Gary D. Egbert and Svetlana Y. Erofeeva have developed a reduced-gravity (RG) data assimilation scheme for mapping low-mode coherent internal tides (Egbert and Erofeeva, 2014) and applied this to a multi-mission dataset to produce global first mode M2 and K1 solutions. This scheme is based on the Boussinesq linear equations for flow over arbitrary topography with a free surface and horizontally uniform stratification. As in Tailleux and McWilliams (2001) and Griffiths and Grimshaw (2007), vertical dependence of the flow variables are described using flat-bottom modes (which depend on the local depth H(x,y)), yielding a coupled system of (two-dimensional) partial differential equations (PDEs) for the modal coefficients for surface elevation and horizontal velocity. Equations for each mode are coupled through interaction coefficients, which can be given in terms of the vertical-mode eigenvalues following the approach of Griffiths and Grimshaw (2007). Modes are decoupled wherever bathymetric gradients are zero, and for a flat bottom the system reduces to the usual single-mode RG shallow-water equations.

Within the RG scheme used, the vertical-mode coupling terms are dropped to obtain independent equations for the propagation of each mode with spatially variable reduced water depth, which are determined from local bathymetry and stratification. These simplified equations are identical to the linear shallow-water equations used in the OSU Tidal Inversion Software (OTIS, https://www.tpxo.net/otis, last access: 17 December 2020; Egbert and Erofeeva, 2002), thus allowing the use of the assimilation system to map internal tides by simply modifying depth and fitting along-track harmonic constants as a sum over a small number of modes. With some extensions to OTIS, coupling terms for the first few modes can be included in the dynamics.

This OTIS-RG assimilation scheme has been applied to construct global maps of first mode temporally coherent internal-tide elevations. Available exact repeat mission data, except GFO, were assimilated (TP-Jason, ERS/Envisat), with the AVISO weekly gridded SSH product used to reduce mesoscale variations before harmonic analysis. Solutions are computed in overlapping patches ( 20× 30) and then merged (via weighted average on overlaps) into a global solution. It may be noted that adjacent solutions almost always match quite well even without this explicit tapering.

○ ○ ○ ○ ○

### YOUR TASKS:
(1) In two sentences, summarize the passage on the reduced-gravity assimilation scheme.
(2) Duplicate the passage on the reduced-gravity assimilation scheme from "Within the RG" to "in the dynamics.".

### PROVIDED DATA:
○ ○ ○ ○ ○

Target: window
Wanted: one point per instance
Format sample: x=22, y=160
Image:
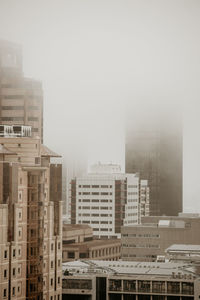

○ ○ ○ ○ ○

### RESPONSES FOR EACH TASK:
(1) Egbert and Erofeeva developed a reduced-gravity data assimilation scheme for mapping low-mode coherent internal tides; it is based on the Boussinesq linear equations, and once the vertical-mode coupling terms are dropped, it becomes identical to the linear shallow-water equations used in OTIS. This OTIS-RG scheme was applied to multi-mission data to construct global maps of first mode coherent internal-tide elevations, with solutions computed in overlapping patches and then merged into a global solution.

(2)
Within the RG scheme used, the vertical-mode coupling terms are dropped to obtain independent equations for the propagation of each mode with spatially variable reduced water depth, which are determined from local bathymetry and stratification. These simplified equations are identical to the linear shallow-water equations used in the OSU Tidal Inversion Software (OTIS, https://www.tpxo.net/otis, last access: 17 December 2020; Egbert and Erofeeva, 2002), thus allowing the use of the assimilation system to map internal tides by simply modifying depth and fitting along-track harmonic constants as a sum over a small number of modes. With some extensions to OTIS, coupling terms for the first few modes can be included in the dynamics.